--- AUFGABE A ---
Entnehmen Sie den Textauszug über Géricaults Gemälde vollständig und ohne jede Änderung.

═════ TEXTAUSZUG

Théodore Géricault: Das Floss der Medusa, 1818/19 (Öl / Lw., 491 x 716), Paris, Louvre

"Géricaults Bild jedoch war ein gefährlicher Angriff gewesen auf die etablierte Gesellschaft. Mit seinem gewaltigen Format schon, sieben zu fünf Metern, drohte es, alle übrigen Werke im Salon zu erschlagen, unerträglich aber war den Honoriatoren das Thema, das die Korruption der Beamtenschaft, den Zynismus, die Selbstsucht der Regierung entblösste. ... Aus der vereinzelten Katastrophe war das Sinnbild eines Lebenszustands geworden. Voller Verachtung den Angepassten den Rücken zukehrend, stellten die auf dem Floss Treibenden Versprengte dar einer ausgelieferten Generation, die von ihrer Jugend her noch den Sturz der Bastille kannte. Sie lehnten und hingen aneinander, alles Widerstreitende, das sie auf dem Schiff zusammengeführt haben mochte, war vergangen, vergessen war das Ringen, der Hunger, der Durst, das Sterben auf hoher See, zwischen ihnen war eine Einheit entstanden, gestützt von der Hand eines jeden, gemeinsam würden sie jetzt untergehn oder gemeinsam überleben, und dass der Winkende, der Stärkste von ihnen, ein Afrikaner war, vielleicht zum Verkauf als Sklave auf die Medusa verladen, liess den Gedanken aufkommen an die Befreiung aller Unterdrückten." (ÄdW I, S. 343/345)

══════════
═════ DATENTEIL

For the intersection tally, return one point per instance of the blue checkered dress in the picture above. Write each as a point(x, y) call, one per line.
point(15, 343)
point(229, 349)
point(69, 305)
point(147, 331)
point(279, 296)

══════════

--- AUFGABE B ---
Wandeln Sie sämtliche Zeilen der obigen Datensätze zur Punktplatzierung in eine Markdown-Tabelle mit den Spalten „Nr.“ und „Zeile“ um. Leerzeilen entfallen.

--- ERWARTETE LÖSUNG A ---
Théodore Géricault: Das Floss der Medusa, 1818/19 (Öl / Lw., 491 x 716), Paris, Louvre

"Géricaults Bild jedoch war ein gefährlicher Angriff gewesen auf die etablierte Gesellschaft. Mit seinem gewaltigen Format schon, sieben zu fünf Metern, drohte es, alle übrigen Werke im Salon zu erschlagen, unerträglich aber war den Honoriatoren das Thema, das die Korruption der Beamtenschaft, den Zynismus, die Selbstsucht der Regierung entblösste. ... Aus der vereinzelten Katastrophe war das Sinnbild eines Lebenszustands geworden. Voller Verachtung den Angepassten den Rücken zukehrend, stellten die auf dem Floss Treibenden Versprengte dar einer ausgelieferten Generation, die von ihrer Jugend her noch den Sturz der Bastille kannte. Sie lehnten und hingen aneinander, alles Widerstreitende, das sie auf dem Schiff zusammengeführt haben mochte, war vergangen, vergessen war das Ringen, der Hunger, der Durst, das Sterben auf hoher See, zwischen ihnen war eine Einheit entstanden, gestützt von der Hand eines jeden, gemeinsam würden sie jetzt untergehn oder gemeinsam überleben, und dass der Winkende, der Stärkste von ihnen, ein Afrikaner war, vielleicht zum Verkauf als Sklave auf die Medusa verladen, liess den Gedanken aufkommen an die Befreiung aller Unterdrückten." (ÄdW I, S. 343/345)

--- ERWARTETE LÖSUNG B ---
| Nr. | Zeile |
|---|---|
| 1 | For the intersection tally, return one point per instance of the blue checkered dress in the picture above. Write each as a point(x, y) call, one per line. |
| 2 | point(15, 343) |
| 3 | point(229, 349) |
| 4 | point(69, 305) |
| 5 | point(147, 331) |
| 6 | point(279, 296) |